* **To be done**: Rewrite every line from the line with "of the white" up to and including the line with "(1223, 275)", and raise each number in the answer coordinates by 11. Leave the format samples as they are.
BEGIN Dataset rows
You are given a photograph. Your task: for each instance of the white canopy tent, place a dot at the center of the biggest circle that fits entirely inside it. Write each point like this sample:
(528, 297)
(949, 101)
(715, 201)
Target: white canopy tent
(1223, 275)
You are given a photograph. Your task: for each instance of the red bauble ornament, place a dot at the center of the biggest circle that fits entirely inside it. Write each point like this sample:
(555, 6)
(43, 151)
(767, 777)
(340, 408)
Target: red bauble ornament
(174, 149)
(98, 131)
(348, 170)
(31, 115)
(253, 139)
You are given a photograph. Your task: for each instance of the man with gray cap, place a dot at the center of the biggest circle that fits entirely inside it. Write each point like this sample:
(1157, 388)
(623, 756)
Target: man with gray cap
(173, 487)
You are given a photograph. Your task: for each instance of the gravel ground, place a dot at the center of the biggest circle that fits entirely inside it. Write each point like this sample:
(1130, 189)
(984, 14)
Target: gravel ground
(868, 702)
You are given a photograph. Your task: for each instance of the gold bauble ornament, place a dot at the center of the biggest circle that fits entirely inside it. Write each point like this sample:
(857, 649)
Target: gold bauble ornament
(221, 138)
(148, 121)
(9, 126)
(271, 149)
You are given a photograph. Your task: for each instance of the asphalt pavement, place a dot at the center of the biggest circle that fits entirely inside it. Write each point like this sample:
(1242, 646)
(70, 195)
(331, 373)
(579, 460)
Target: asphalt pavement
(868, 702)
END Dataset rows
BEGIN Dataset rows
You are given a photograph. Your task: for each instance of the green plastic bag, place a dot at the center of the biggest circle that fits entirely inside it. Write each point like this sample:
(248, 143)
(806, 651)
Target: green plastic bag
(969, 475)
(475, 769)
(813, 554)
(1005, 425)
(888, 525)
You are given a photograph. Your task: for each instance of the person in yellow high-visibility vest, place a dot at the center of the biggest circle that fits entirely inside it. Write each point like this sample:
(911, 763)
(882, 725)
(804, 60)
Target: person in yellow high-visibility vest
END Dataset rows
* **Answer to this task**:
You are given a photograph. Your task: for each instance of the white canopy tent, place a dot at the center of the biggest circle that fits entirely inside it. Write each point like this sample:
(528, 297)
(949, 101)
(715, 201)
Target: white canopy tent
(1234, 286)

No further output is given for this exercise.